• [EXERCISE]: Retype these lines exactly, starting at the line that contains "bare tree shown in the photo above." and ending at the end of the lines.

*-*-*

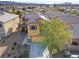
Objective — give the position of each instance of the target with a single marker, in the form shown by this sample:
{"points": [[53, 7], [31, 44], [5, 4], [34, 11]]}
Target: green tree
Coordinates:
{"points": [[13, 10], [56, 34], [18, 12]]}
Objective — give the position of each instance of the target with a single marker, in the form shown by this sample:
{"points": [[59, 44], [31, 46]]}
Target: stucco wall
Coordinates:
{"points": [[10, 26], [33, 32]]}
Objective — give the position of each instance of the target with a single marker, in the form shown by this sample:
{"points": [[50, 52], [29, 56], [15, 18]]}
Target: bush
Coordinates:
{"points": [[14, 43], [13, 48]]}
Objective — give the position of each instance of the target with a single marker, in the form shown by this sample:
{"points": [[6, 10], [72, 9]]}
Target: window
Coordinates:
{"points": [[74, 43], [33, 27], [0, 25]]}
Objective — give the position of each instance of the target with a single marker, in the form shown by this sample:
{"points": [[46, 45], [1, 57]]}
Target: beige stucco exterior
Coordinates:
{"points": [[11, 26], [34, 34]]}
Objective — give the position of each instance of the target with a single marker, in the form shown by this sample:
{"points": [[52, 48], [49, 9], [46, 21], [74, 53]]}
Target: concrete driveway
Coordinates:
{"points": [[36, 50]]}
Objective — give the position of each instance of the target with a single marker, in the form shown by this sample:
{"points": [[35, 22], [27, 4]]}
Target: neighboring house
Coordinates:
{"points": [[8, 23], [33, 26], [33, 29]]}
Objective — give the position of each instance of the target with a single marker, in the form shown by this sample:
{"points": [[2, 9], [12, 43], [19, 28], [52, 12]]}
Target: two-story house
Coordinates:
{"points": [[8, 23]]}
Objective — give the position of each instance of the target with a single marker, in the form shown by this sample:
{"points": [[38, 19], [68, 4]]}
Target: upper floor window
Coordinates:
{"points": [[0, 25], [33, 27]]}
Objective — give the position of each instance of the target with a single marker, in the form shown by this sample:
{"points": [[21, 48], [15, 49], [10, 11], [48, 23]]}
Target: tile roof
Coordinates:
{"points": [[4, 17]]}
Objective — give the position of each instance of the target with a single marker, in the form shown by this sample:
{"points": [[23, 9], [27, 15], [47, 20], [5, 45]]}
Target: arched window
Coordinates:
{"points": [[33, 27]]}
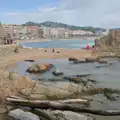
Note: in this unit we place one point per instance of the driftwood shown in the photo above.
(29, 60)
(60, 106)
(17, 99)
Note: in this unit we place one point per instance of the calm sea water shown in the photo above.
(71, 44)
(108, 77)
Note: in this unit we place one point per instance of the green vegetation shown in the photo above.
(62, 25)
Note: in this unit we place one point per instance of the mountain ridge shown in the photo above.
(63, 25)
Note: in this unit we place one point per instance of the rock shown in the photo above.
(111, 40)
(91, 60)
(29, 60)
(102, 61)
(15, 113)
(21, 115)
(66, 115)
(14, 76)
(36, 68)
(24, 82)
(28, 116)
(72, 59)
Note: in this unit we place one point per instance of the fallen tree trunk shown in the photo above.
(59, 106)
(18, 99)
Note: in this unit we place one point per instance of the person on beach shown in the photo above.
(53, 50)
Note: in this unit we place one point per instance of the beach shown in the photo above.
(9, 60)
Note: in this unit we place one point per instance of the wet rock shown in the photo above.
(73, 59)
(29, 60)
(91, 60)
(107, 65)
(57, 73)
(79, 61)
(25, 83)
(66, 115)
(21, 115)
(50, 92)
(36, 68)
(102, 61)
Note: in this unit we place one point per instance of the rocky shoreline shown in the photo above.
(14, 88)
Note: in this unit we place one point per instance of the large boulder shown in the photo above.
(111, 40)
(21, 83)
(65, 115)
(37, 68)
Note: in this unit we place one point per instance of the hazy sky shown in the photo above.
(103, 13)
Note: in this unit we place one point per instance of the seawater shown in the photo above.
(71, 44)
(108, 77)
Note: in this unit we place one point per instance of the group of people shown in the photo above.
(8, 41)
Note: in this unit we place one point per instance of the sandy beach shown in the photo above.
(49, 39)
(9, 59)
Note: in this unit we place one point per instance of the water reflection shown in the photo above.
(106, 77)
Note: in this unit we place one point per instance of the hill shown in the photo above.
(62, 25)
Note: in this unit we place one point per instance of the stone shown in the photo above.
(28, 116)
(37, 68)
(25, 82)
(111, 40)
(66, 115)
(21, 115)
(15, 113)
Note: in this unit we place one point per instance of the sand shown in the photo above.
(36, 54)
(11, 59)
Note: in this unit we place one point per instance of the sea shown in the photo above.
(70, 44)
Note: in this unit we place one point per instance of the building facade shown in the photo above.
(2, 41)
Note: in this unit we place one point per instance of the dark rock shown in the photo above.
(57, 73)
(108, 65)
(102, 61)
(91, 60)
(21, 115)
(29, 60)
(36, 68)
(73, 59)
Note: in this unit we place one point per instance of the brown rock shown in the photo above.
(24, 82)
(37, 68)
(111, 40)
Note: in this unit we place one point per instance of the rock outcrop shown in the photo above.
(111, 40)
(37, 68)
(21, 115)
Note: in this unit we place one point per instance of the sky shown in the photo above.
(97, 13)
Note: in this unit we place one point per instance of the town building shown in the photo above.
(2, 41)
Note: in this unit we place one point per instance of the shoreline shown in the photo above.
(53, 39)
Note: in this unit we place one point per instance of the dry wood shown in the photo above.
(60, 106)
(19, 99)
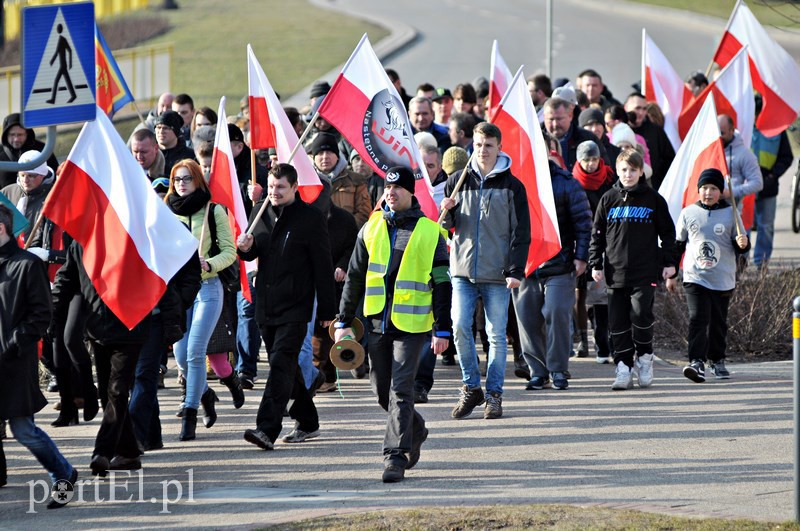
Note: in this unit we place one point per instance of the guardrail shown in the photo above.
(147, 71)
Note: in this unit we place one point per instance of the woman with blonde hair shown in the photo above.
(189, 197)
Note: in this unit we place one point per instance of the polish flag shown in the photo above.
(270, 128)
(365, 107)
(701, 149)
(733, 95)
(224, 185)
(663, 85)
(499, 80)
(524, 143)
(776, 75)
(132, 244)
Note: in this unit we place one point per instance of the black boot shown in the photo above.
(209, 412)
(68, 416)
(235, 387)
(179, 413)
(189, 424)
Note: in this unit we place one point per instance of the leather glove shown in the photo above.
(42, 253)
(172, 333)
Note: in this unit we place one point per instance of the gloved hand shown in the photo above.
(172, 333)
(42, 253)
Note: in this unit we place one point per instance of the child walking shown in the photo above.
(707, 233)
(630, 220)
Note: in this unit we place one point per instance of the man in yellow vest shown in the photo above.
(400, 267)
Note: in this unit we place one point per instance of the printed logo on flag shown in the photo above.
(385, 134)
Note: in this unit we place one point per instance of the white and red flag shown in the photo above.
(775, 74)
(701, 149)
(524, 143)
(733, 95)
(224, 185)
(499, 80)
(132, 244)
(365, 107)
(270, 128)
(664, 86)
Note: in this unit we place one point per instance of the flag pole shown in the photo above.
(735, 209)
(265, 204)
(33, 230)
(463, 176)
(727, 27)
(203, 229)
(644, 63)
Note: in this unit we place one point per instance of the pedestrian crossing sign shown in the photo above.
(58, 64)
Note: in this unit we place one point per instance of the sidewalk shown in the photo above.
(720, 449)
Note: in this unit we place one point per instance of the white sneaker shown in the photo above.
(624, 378)
(645, 365)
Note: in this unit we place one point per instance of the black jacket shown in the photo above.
(294, 262)
(574, 224)
(102, 325)
(627, 227)
(8, 153)
(24, 313)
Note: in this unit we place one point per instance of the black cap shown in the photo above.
(403, 177)
(324, 142)
(172, 120)
(442, 93)
(711, 176)
(234, 133)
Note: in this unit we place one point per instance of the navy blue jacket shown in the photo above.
(574, 224)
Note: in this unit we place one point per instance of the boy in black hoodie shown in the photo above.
(630, 220)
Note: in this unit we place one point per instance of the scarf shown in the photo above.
(593, 181)
(188, 204)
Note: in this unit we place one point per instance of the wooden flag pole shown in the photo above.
(460, 182)
(33, 230)
(264, 205)
(735, 210)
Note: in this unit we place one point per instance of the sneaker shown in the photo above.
(695, 371)
(644, 364)
(259, 438)
(247, 381)
(624, 378)
(537, 382)
(469, 400)
(416, 445)
(298, 435)
(494, 406)
(420, 396)
(719, 370)
(328, 387)
(393, 473)
(560, 380)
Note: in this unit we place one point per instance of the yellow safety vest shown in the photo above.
(412, 303)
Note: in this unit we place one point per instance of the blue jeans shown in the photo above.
(495, 302)
(41, 446)
(765, 225)
(306, 359)
(190, 351)
(143, 406)
(248, 338)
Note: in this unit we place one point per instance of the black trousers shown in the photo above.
(116, 367)
(630, 321)
(285, 382)
(708, 322)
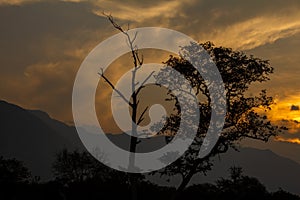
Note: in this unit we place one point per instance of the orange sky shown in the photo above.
(44, 42)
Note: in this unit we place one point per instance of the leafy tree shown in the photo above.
(245, 115)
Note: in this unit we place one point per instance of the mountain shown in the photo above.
(34, 137)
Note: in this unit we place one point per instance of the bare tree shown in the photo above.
(133, 103)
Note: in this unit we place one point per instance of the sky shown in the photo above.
(44, 42)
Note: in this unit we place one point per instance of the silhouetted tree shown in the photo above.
(238, 186)
(13, 171)
(283, 195)
(76, 167)
(245, 116)
(133, 103)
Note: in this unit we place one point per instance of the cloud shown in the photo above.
(294, 107)
(290, 140)
(16, 2)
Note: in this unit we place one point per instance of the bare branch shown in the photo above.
(114, 88)
(141, 118)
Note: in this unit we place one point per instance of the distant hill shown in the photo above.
(34, 137)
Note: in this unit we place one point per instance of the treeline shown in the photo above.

*-*-*

• [RESPONSE TO THE EXERCISE]:
Note: in this unit we place one point per instance of the bare tree shown in the photo above.
(133, 103)
Note: in this unit we place one point per instance of the sky shown in the photo above.
(44, 42)
Note: in this unit we place one point per instance of the silhouetted tree shown in the photo above.
(238, 186)
(13, 171)
(283, 195)
(76, 167)
(245, 116)
(133, 103)
Note: in this unit we place one point per instance of the cloud shown in the photo above.
(294, 107)
(290, 140)
(16, 2)
Note: in this unit we place one point per instance of the bare branch shown in the photo above.
(114, 88)
(141, 118)
Note: in this unit we place one point per instance of the distant hill shown in the photo above.
(34, 137)
Note: in this unit we place one point per instance of the treeline shown in the photo above.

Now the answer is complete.